Give the listing below as a numbered list with blank lines left out, starting at its first line and ending after the line that contains "x=370 y=676".

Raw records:
====

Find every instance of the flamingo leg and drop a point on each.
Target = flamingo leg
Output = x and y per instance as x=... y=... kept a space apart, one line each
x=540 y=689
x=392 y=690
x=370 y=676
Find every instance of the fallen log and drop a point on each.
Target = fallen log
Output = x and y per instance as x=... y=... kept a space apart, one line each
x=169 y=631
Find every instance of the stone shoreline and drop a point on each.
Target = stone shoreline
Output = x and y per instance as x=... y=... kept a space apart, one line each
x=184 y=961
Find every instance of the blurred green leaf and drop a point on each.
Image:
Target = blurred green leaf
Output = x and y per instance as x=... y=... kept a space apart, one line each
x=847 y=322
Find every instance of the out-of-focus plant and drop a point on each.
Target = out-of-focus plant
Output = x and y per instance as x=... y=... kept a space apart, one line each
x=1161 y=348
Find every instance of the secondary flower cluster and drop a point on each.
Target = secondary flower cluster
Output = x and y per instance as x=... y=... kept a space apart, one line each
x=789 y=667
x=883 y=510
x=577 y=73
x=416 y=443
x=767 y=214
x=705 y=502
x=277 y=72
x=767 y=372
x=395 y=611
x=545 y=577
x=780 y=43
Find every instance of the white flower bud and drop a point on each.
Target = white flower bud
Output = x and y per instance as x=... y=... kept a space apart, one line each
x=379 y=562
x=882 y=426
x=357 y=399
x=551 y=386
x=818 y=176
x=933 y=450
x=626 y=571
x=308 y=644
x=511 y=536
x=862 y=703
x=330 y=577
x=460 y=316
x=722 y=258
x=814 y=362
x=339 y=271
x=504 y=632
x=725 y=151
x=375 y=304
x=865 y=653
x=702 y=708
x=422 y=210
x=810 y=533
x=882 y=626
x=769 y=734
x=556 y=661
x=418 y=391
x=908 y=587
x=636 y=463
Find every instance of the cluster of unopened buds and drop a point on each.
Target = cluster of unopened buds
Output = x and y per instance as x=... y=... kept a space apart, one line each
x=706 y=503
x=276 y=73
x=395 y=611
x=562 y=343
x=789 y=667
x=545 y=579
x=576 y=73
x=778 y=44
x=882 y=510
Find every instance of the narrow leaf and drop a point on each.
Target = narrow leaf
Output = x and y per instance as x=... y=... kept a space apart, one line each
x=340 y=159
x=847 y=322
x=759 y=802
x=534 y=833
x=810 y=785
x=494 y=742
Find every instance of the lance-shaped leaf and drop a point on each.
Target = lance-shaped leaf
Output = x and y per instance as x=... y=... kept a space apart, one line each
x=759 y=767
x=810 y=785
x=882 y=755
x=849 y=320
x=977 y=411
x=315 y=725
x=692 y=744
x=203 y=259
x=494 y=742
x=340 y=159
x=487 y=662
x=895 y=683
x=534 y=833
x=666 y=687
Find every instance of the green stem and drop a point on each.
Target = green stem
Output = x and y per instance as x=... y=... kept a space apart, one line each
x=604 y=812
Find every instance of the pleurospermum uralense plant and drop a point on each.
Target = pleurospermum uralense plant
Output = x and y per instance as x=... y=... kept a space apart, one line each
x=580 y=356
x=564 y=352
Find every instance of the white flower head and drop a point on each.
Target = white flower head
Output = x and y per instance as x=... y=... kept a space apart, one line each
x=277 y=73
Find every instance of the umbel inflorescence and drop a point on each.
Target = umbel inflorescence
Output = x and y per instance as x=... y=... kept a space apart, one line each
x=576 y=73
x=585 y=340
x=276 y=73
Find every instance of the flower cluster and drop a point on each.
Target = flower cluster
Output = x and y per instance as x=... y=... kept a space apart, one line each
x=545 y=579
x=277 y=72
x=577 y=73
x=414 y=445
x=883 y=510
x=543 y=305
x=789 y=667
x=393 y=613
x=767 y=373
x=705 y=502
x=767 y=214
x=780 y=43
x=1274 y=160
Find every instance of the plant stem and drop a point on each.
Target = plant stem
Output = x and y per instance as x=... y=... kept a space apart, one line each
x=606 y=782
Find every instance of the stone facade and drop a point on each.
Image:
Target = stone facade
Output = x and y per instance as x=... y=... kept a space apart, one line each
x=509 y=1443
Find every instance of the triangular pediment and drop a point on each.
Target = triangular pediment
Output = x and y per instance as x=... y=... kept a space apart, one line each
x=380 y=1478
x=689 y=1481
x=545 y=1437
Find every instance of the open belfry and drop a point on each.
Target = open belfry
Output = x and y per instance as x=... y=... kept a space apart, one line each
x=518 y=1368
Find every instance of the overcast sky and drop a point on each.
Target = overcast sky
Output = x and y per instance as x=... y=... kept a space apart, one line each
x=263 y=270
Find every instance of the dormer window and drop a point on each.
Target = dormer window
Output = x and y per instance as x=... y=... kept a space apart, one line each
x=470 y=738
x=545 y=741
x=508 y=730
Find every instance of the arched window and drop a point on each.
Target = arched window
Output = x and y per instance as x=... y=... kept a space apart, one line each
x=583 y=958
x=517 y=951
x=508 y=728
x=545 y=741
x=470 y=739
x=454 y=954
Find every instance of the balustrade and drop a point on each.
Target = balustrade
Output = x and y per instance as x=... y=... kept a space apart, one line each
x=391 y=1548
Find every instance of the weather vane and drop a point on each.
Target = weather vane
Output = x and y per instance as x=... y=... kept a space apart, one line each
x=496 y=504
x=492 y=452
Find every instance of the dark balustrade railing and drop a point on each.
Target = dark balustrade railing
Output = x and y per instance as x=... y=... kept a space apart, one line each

====

* Solution for this exercise
1. Find every instance of the flamingo leg and drop a point on each.
2. Target = flamingo leg
3. Output = x and y per instance as x=... y=... kept a space apart, one line each
4. x=540 y=689
5. x=392 y=690
6. x=370 y=676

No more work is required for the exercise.